> [GIVEN TASK] Filter the entries below, keeping every line that contains the word "black", and copy those lines out.

[Dataset entries about object locations]
|---|

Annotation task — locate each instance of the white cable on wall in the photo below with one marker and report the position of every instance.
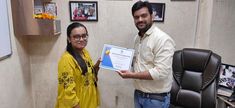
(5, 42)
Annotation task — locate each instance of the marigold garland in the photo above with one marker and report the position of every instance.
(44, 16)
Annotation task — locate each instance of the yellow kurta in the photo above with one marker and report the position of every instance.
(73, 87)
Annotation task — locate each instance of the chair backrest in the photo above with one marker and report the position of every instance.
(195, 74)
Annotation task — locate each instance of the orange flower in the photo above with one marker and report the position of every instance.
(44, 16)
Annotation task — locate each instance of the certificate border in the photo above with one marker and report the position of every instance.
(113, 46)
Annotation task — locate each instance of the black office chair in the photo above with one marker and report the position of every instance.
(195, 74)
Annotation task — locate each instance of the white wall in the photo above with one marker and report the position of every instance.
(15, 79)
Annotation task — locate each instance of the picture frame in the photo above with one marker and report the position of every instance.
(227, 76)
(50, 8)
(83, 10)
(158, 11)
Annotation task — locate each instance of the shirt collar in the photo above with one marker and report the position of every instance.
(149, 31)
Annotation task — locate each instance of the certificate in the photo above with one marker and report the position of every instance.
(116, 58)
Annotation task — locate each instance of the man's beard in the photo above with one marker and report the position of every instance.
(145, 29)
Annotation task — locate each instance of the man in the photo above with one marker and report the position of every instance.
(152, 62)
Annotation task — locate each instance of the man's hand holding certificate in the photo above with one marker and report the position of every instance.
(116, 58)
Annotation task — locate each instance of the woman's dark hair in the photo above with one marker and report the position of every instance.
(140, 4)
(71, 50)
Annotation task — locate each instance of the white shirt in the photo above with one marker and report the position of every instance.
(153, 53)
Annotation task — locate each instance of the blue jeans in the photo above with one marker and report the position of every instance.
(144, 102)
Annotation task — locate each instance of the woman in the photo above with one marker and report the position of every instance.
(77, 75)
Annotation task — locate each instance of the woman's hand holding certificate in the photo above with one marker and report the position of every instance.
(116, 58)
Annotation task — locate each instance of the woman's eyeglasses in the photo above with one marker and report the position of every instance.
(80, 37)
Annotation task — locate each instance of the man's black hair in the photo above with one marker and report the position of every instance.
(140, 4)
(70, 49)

|---|

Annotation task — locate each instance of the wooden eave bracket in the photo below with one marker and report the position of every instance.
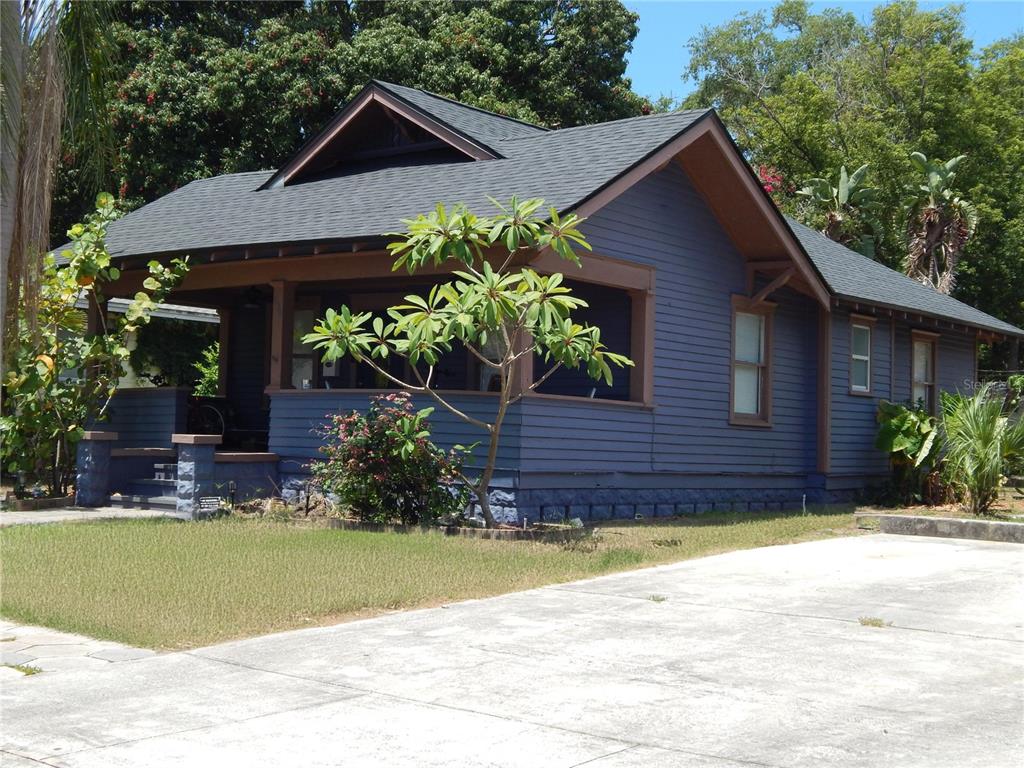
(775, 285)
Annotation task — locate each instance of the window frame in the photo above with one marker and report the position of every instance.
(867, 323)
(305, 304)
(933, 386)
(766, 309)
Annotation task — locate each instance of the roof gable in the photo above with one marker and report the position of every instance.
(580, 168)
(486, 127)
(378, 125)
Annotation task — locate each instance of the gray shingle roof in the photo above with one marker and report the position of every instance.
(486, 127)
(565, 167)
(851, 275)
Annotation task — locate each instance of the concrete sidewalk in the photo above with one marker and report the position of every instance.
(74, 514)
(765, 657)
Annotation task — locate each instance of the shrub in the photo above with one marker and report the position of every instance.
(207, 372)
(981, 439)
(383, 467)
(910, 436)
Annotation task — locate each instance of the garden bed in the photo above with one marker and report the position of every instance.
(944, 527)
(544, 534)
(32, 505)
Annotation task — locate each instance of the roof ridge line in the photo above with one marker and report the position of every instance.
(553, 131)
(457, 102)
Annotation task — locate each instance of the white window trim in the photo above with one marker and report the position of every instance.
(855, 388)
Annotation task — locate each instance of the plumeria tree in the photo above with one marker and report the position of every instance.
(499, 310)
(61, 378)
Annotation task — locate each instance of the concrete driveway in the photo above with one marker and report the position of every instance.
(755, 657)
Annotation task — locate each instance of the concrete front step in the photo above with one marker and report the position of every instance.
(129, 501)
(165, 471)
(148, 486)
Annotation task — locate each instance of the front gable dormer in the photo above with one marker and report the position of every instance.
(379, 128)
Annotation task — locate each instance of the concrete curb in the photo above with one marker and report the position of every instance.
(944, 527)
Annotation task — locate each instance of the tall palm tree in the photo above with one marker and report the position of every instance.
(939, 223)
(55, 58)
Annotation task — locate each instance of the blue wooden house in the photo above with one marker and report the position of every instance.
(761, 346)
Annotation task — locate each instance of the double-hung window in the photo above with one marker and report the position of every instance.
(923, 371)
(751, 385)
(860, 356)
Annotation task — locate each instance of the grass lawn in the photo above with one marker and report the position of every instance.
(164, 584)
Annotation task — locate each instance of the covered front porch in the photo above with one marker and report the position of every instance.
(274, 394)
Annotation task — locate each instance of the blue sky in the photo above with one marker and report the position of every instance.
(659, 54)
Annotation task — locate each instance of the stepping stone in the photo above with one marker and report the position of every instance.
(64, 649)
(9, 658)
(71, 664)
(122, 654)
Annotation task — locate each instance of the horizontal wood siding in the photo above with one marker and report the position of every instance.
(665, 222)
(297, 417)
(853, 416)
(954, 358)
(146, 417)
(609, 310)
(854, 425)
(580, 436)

|---|

> [WRITTEN REPLY]
Annotation task — locate each instance of the black office chair in the photo above with one marker and report the position of every instance.
Annotation task — locate each instance of the man's black hair in the photo above with one marker and report the position of every instance.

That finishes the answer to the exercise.